-- Start of TASK INPUT --
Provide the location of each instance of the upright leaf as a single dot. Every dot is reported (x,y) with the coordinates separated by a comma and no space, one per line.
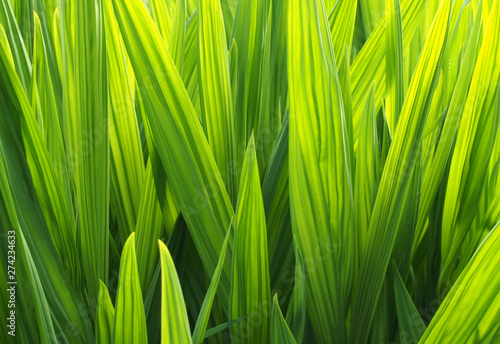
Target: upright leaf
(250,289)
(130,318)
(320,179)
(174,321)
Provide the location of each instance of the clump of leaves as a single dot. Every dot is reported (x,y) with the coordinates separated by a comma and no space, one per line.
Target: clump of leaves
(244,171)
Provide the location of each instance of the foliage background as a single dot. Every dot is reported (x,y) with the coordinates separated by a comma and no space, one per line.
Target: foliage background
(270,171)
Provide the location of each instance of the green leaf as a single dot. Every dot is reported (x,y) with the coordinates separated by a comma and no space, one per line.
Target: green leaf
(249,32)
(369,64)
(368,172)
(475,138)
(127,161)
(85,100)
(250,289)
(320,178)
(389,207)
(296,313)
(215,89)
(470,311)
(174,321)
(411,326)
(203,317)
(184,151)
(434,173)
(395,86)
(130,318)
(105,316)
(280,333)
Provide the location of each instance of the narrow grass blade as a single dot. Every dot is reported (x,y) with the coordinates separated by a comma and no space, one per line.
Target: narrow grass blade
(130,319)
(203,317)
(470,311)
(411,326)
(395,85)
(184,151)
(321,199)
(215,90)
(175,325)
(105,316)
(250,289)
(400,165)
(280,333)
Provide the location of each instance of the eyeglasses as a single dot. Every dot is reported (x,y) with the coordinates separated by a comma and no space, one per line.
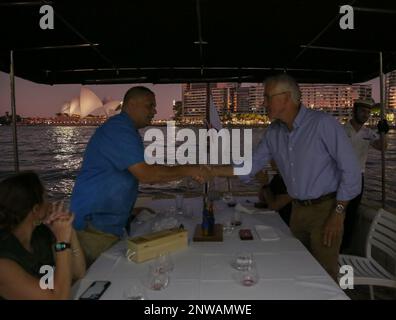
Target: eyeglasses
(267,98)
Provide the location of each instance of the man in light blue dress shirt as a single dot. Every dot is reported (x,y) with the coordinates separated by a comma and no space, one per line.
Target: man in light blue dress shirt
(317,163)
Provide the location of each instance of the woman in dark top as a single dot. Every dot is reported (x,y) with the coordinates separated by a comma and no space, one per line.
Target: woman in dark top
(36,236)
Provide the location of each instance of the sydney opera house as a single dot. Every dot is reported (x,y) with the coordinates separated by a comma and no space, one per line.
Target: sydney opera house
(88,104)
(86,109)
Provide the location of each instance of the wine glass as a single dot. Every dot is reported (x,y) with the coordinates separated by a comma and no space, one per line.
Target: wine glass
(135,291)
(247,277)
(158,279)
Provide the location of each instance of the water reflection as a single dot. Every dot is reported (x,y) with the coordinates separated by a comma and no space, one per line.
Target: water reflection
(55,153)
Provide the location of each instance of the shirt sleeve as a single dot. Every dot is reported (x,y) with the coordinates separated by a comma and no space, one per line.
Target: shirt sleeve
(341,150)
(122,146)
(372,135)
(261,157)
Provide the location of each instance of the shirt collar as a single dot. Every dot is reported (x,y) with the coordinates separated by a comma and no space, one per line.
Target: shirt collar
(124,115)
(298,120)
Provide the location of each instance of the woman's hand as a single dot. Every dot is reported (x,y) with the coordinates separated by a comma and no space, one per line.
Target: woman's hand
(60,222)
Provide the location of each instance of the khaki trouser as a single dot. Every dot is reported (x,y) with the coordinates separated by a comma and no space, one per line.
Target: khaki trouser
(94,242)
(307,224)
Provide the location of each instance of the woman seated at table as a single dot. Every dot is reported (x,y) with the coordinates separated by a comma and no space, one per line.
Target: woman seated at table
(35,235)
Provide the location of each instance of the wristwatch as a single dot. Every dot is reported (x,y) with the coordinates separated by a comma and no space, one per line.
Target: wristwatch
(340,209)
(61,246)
-- End of TASK INPUT --
-- Start of TASK INPUT --
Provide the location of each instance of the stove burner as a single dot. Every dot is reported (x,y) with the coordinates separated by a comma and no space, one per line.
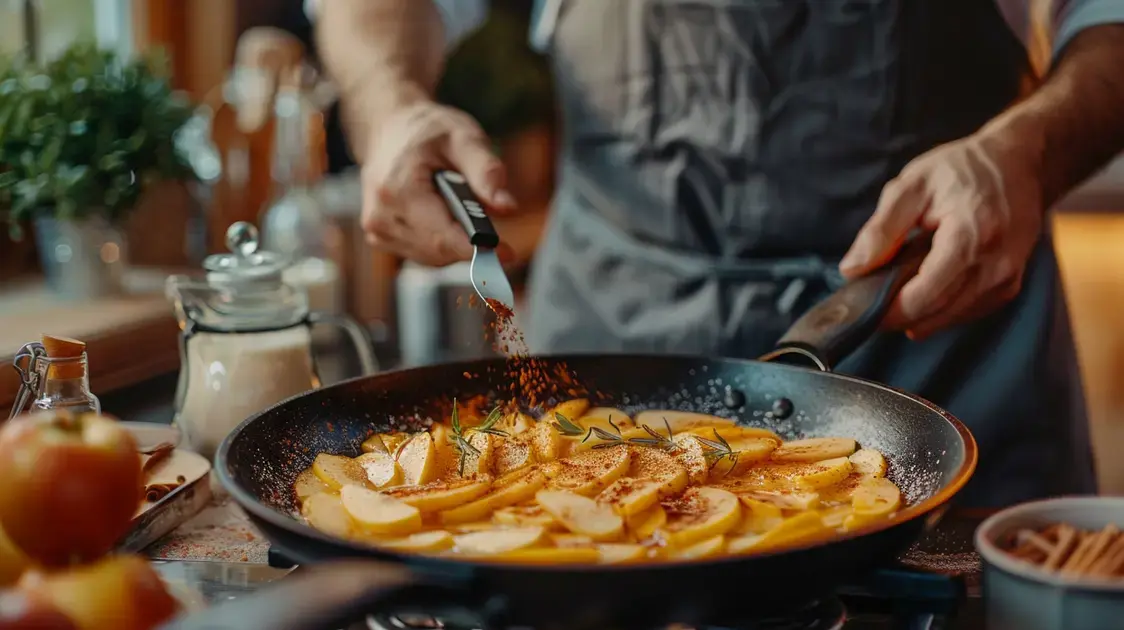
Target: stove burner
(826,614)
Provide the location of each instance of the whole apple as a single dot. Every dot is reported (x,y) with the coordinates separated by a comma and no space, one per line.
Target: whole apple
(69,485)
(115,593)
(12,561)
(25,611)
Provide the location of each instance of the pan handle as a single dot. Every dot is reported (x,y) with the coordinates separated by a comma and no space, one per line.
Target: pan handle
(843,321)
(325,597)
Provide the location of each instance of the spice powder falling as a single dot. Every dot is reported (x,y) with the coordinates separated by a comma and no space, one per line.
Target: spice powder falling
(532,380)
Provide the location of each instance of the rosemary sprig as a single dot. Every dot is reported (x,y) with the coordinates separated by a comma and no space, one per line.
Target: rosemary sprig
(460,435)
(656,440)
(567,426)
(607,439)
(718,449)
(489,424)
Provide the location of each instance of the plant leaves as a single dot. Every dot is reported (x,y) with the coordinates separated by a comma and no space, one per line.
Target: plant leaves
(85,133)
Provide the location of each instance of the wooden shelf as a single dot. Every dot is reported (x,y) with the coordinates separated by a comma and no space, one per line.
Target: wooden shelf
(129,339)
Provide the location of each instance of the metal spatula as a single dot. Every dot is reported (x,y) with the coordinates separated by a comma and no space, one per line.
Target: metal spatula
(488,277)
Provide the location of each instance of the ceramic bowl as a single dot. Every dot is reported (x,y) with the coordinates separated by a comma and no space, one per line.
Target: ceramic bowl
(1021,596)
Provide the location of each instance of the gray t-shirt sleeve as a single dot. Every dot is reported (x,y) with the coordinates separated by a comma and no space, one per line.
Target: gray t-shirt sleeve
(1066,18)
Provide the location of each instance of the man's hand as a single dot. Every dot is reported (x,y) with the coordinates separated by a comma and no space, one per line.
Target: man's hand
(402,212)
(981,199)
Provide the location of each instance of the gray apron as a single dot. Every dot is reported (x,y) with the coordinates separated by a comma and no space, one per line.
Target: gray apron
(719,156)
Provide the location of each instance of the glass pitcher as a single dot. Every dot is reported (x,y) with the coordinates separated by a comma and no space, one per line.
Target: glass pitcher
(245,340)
-- End of TASK INPUT --
Locate each line in the listing above that contains the string "shelf". Copy all of those lines in full.

§ SOLUTION
Provide the location of each instance of the wooden shelf as a single dot. Every dot is reported (x,y) with the coordinates separated by a comma and no space, one per line.
Target: wooden shelf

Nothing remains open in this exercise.